▶ **Task objective**:
Identify each line of the data below that contains the word "foot", and copy those lines.

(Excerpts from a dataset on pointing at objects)
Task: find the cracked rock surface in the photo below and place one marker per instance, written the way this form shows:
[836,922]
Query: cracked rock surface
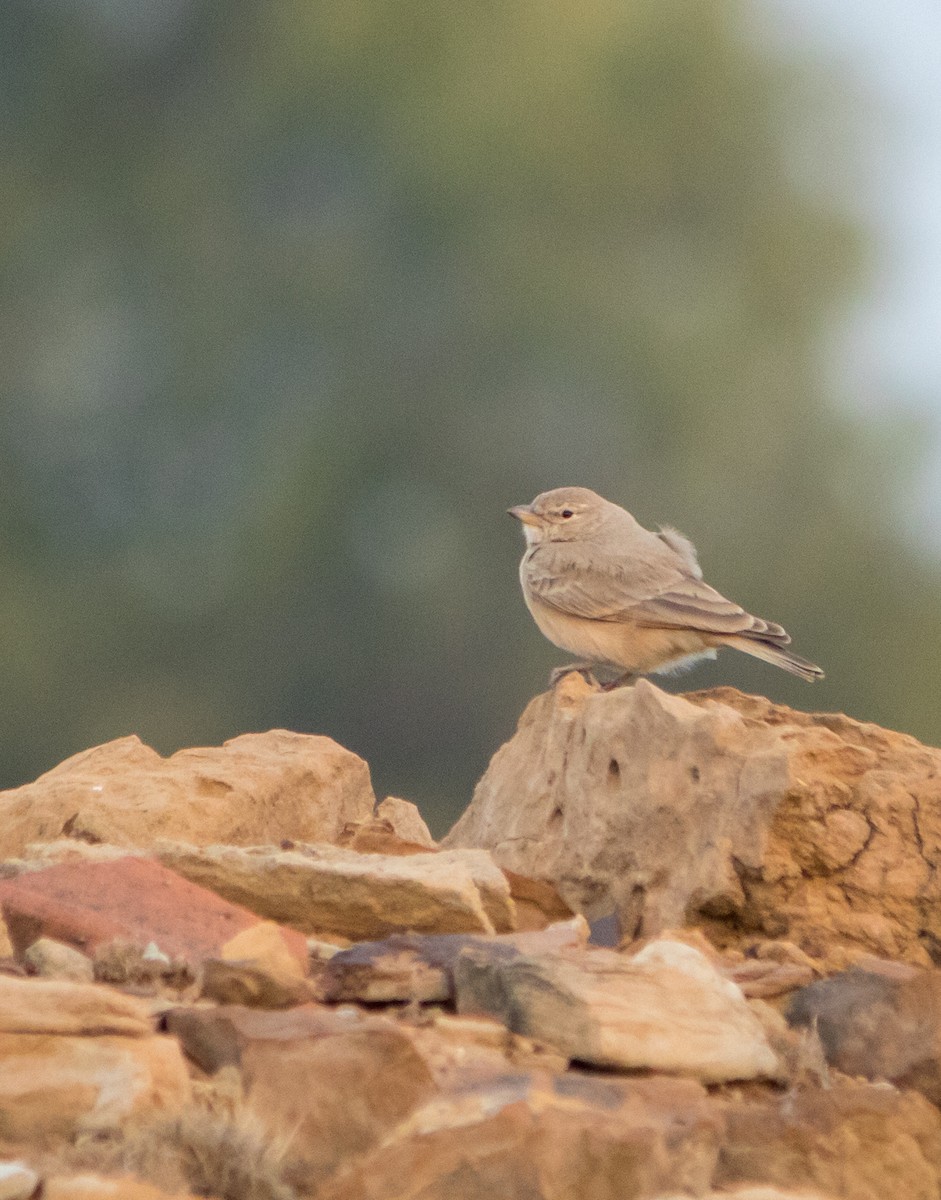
[720,810]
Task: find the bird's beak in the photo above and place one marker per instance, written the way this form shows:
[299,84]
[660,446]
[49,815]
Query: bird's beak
[523,513]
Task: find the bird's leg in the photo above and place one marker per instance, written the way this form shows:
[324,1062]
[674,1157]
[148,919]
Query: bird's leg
[621,682]
[557,673]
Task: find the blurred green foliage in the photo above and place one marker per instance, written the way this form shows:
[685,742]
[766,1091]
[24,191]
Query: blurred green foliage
[299,297]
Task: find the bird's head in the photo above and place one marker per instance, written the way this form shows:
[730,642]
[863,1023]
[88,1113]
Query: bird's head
[565,514]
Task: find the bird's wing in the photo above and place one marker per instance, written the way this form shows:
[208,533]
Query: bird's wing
[652,593]
[580,582]
[693,604]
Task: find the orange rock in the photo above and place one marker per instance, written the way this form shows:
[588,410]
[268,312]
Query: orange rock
[259,787]
[567,1138]
[667,1008]
[720,810]
[851,1140]
[336,892]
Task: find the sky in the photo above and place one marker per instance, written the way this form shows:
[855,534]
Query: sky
[887,57]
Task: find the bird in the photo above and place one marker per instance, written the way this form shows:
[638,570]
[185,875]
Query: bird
[628,599]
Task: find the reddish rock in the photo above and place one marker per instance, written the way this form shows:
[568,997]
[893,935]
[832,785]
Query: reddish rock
[259,787]
[131,900]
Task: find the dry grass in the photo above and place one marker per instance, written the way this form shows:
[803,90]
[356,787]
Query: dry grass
[216,1147]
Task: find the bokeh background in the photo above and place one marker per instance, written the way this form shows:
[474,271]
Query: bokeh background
[298,297]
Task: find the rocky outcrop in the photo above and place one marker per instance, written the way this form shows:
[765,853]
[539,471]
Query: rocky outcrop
[721,810]
[255,789]
[130,901]
[666,1009]
[369,1015]
[81,1059]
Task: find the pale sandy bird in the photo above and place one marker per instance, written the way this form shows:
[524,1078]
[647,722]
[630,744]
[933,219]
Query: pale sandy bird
[619,597]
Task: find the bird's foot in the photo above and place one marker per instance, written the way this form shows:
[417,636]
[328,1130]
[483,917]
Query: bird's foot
[558,673]
[624,681]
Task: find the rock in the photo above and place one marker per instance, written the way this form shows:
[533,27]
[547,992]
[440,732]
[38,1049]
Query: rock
[330,892]
[667,1008]
[762,979]
[55,960]
[417,967]
[337,1095]
[256,969]
[97,1187]
[406,821]
[61,1086]
[255,789]
[247,983]
[217,1037]
[538,903]
[855,1141]
[756,1193]
[130,900]
[17,1181]
[721,810]
[54,1007]
[543,1138]
[877,1026]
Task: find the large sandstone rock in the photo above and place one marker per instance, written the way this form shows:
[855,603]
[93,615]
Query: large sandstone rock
[723,810]
[541,1138]
[333,892]
[666,1009]
[255,789]
[879,1025]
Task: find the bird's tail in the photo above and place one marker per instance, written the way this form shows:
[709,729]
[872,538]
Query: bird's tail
[777,655]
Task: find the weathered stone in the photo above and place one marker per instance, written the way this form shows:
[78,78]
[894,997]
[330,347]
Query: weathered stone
[47,1006]
[219,1037]
[337,1095]
[420,967]
[55,960]
[538,903]
[853,1141]
[723,810]
[255,789]
[753,1193]
[256,969]
[664,1009]
[17,1181]
[543,1138]
[130,900]
[60,1086]
[877,1026]
[763,979]
[336,892]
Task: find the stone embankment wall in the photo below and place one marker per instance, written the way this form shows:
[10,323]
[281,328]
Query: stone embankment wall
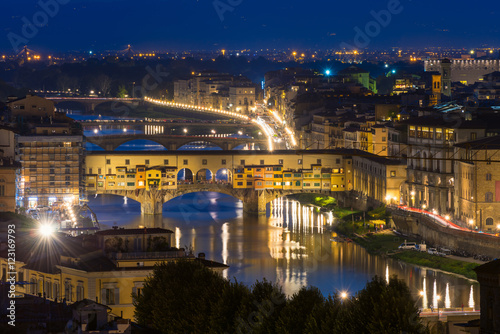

▶ **Output for this task**:
Task: find the bird's foot in the photo above and place one marker per instance, written the way this form shows:
Query: bird's foot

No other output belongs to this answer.